Data anotasi titik
>>
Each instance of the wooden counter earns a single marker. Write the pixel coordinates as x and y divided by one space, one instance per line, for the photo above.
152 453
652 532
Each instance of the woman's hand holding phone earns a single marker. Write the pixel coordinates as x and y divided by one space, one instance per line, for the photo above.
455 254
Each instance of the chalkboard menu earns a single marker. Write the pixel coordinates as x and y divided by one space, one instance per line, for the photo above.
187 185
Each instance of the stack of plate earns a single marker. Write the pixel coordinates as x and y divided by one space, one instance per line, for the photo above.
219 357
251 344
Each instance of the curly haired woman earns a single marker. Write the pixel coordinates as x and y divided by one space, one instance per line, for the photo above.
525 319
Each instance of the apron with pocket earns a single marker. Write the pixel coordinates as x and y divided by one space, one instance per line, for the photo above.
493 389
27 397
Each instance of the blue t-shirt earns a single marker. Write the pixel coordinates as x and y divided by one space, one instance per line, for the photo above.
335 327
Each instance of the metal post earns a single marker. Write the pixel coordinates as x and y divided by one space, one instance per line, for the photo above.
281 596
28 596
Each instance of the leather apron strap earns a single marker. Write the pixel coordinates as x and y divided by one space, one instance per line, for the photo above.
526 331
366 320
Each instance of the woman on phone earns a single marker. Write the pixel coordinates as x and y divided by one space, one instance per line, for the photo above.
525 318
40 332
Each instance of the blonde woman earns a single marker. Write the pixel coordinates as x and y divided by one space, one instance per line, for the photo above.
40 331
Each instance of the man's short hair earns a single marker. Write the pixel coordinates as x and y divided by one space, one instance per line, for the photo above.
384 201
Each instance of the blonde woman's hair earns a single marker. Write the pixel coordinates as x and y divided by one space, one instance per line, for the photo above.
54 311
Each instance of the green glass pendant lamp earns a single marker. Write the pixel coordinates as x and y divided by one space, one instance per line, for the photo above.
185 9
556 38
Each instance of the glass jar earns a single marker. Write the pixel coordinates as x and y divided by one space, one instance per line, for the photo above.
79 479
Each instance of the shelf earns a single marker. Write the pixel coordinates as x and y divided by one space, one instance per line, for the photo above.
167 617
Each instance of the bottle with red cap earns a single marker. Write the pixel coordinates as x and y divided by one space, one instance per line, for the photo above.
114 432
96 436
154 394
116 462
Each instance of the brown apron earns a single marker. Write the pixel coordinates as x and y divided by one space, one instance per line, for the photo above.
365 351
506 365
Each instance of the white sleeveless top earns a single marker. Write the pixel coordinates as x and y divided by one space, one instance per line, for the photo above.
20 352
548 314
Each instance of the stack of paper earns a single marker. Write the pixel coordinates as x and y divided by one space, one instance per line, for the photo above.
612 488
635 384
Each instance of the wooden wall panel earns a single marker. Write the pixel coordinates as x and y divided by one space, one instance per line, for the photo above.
<<
§ **Tujuan Anda**
Ulangi seluruh daftar di atas, baris demi baris, tanpa mengubah satu karakter pun.

§ **Hasil Tugas**
Each instance of the wooden counter earns a single marker. Write the pixel coordinates as x and y divided by one space, one instance per line, for the photo above.
152 453
652 532
Each instance of the woman's hand holding phone earns a single marker. Write the pixel coordinates as x and y divided by one space, one instance per line, for the photo above.
455 254
Each instance of the chalkboard menu earns a single marker. Write the pixel coordinates as x and y divided by one space, one instance per line, for the photo above.
187 185
Each instance of the stack of plate earns a single marker. Write the pixel coordinates as x and y divided by one space, one instance per line, for the photo above.
219 357
251 344
Each instance of the curly haired woman earns a single marker. Write the pixel coordinates as x and y divided by one space, one instance per line, for the photo above.
525 319
Each instance of the apron with pocket earns a single marker. Write the pixel coordinates as x and y divided by one space, one instance per line, for the photo above.
493 389
27 397
Each instance of the blue t-shirt earns a single marker. Write the pixel coordinates as x and y divided by one space, one instance per line, for the photo above.
335 327
Each instance of the metal post earns a single marker. Write the pixel coordinates as x and y divided by one space, one instance per line, for the photo above.
281 596
28 596
Each instance of the leather apron strap earns a single marker. Write the pixel coordinates as x and y divided by one space, one instance per line, for the photo above.
526 331
366 320
Each instance of the woman on phone earns a single marker. Write the pixel coordinates as x and y divided by one space, one instance per line, for the photo above.
525 318
40 332
Each instance of the blonde woman earns a single marker. Write the pixel coordinates as x and y divided by one space, one instance per line, for the photo above.
40 331
Each instance of the man's short hair earns a single marker. Write the pixel coordinates as x and y divided by one space, one instance per line, for the photo above.
384 201
Each instance of the blonde woman's hair earns a single marker. Write the pixel coordinates as x and y divided by one space, one instance per line, for the photo above.
54 311
Each instance of the green glass pendant lamp earns a single marker. Write the pixel coordinates as x and y divided by one space, one instance per line, for the photo above.
185 9
556 38
Each instance of the glass jar earns a single marker. Write the pixel coordinates as x and y divided by one space, one instance per line, for the photo above.
79 479
Each instance of the shelf earns a single marker. Write the pixel coordinates as x and y divided by one space, one instance per line, for the photo above.
167 617
Each instance of the bottle with red cap earns a single marker. Write the pixel coordinates as x and y divided by one space, one instance per line, for the photo above.
114 432
96 436
154 394
116 462
Each instance of the brown apron earns a single marker. Write the pixel coordinates as x and y divided by one space, one instance per line, for the photo above.
365 351
506 365
Each instance of the white sleeveless top earns a single marker. Write the pixel coordinates as x and y divided by one space, one instance per line, for the photo above.
20 352
548 314
Each instance of the stack of paper earns a single marker. Write the pixel coordinates as x and y divided by one space, one instance per line, for the photo above.
612 488
635 384
Each instance of the wooden wall panel earns a single marker. Write the pixel coordinates as x and y divided by one space, one instance per line, for the photo above.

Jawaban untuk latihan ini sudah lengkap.